Voltadas a pessoas com idade a partir dos 12 anos, as aulas incluem conteúdos práticos e teóricos, além de orientações sobre a manutenção dos instrumentos, que são confeccionados de forma artesanal. Os instrumentos utilizados durante as aulas serão disponibilizados pelo projeto.

As atividades serão ministradas na sede do CEBI (Centro de Estudos Bíblicos), anexa à Paróquia Sagrada Família, no bairro Carumbé, em Cuiabá. A oficina de mocho e ganzá ocorrerá às sextas-feiras, durante a noite, e a de viola de cocho, aos sábados, pela manhã.

Perguntas ::
**a.** De acordo com o texto sobre as oficinas de instrumentos, em que dia e turno acontece a oficina de viola de cocho?
**b.** Transcreva o trecho do texto sobre as oficinas de instrumentos desde "As atividades serão" até "sábados, pela manhã.", incluindo este último.
**c.** Dê sequência ao texto sobre as oficinas de instrumentos a partir da última frase apresentada.

Trechos dos dados ::
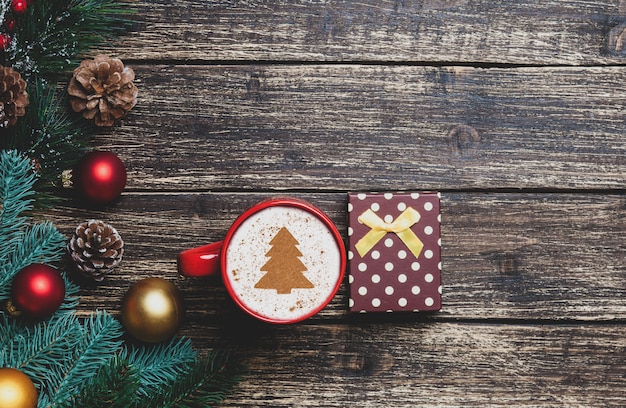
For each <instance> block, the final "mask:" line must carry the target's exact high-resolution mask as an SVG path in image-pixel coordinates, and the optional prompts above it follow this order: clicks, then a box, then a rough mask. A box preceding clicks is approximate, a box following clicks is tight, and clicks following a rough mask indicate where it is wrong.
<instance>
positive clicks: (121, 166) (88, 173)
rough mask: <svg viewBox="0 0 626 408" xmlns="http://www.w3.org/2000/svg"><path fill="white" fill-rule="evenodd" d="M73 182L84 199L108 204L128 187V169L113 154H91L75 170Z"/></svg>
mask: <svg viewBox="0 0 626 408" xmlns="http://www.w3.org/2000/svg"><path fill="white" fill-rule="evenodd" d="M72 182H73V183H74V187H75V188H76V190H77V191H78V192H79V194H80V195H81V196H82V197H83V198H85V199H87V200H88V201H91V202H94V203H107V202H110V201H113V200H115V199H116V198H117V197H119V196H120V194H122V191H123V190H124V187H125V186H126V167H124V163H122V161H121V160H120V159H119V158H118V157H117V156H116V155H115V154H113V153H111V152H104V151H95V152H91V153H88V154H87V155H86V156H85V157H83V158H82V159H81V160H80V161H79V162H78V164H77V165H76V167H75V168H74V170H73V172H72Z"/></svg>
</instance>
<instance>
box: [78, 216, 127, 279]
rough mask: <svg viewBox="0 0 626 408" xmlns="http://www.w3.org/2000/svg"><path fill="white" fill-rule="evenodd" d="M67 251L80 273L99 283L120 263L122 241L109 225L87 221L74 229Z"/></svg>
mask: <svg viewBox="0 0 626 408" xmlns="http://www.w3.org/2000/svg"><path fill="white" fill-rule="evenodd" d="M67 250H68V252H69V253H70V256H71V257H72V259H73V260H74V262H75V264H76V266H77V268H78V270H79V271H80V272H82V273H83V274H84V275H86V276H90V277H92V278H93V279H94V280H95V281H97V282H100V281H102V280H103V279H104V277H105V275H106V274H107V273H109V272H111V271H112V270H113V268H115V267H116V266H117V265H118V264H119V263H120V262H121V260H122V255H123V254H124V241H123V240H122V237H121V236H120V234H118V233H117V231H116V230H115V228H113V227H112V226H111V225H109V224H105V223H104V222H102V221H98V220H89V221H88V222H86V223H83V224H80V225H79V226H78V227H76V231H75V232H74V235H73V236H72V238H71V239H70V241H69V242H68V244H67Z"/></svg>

Resultados das tarefas ::
**a.** Aos sábados, pela manhã.

**b.**
As atividades serão ministradas na sede do CEBI (Centro de Estudos Bíblicos), anexa à Paróquia Sagrada Família, no bairro Carumbé, em Cuiabá. A oficina de mocho e ganzá ocorrerá às sextas-feiras, durante a noite, e a de viola de cocho, aos sábados, pela manhã.

**c.**
Em sua 2ª edição, após uma temporada em 2025, o projeto é uma iniciativa é da musicista, compositora e musicoterapeuta Josi Crispim. Mais informações pelo instagram @escolademusicacuiabana

As inscrições podem ser feitas até a próxima terça-feira (27.1) por meio de formulário online, de acordo com o instrumento. Confira:

Viola-de-cocho: inscrição aqui

Mocho e ganzá: inscrição aqui

Para confirmar a inscrição, o interessado deve comparecer à aula inaugural, que acontece na terça-feira (27), às 19h, no mesmo local das oficinas. No encontro os participantes receberão todas as informações sobre o projeto, o conteúdo pedagógico, a aplicação prática das aulas, as regras de participação e cronograma das oficinas.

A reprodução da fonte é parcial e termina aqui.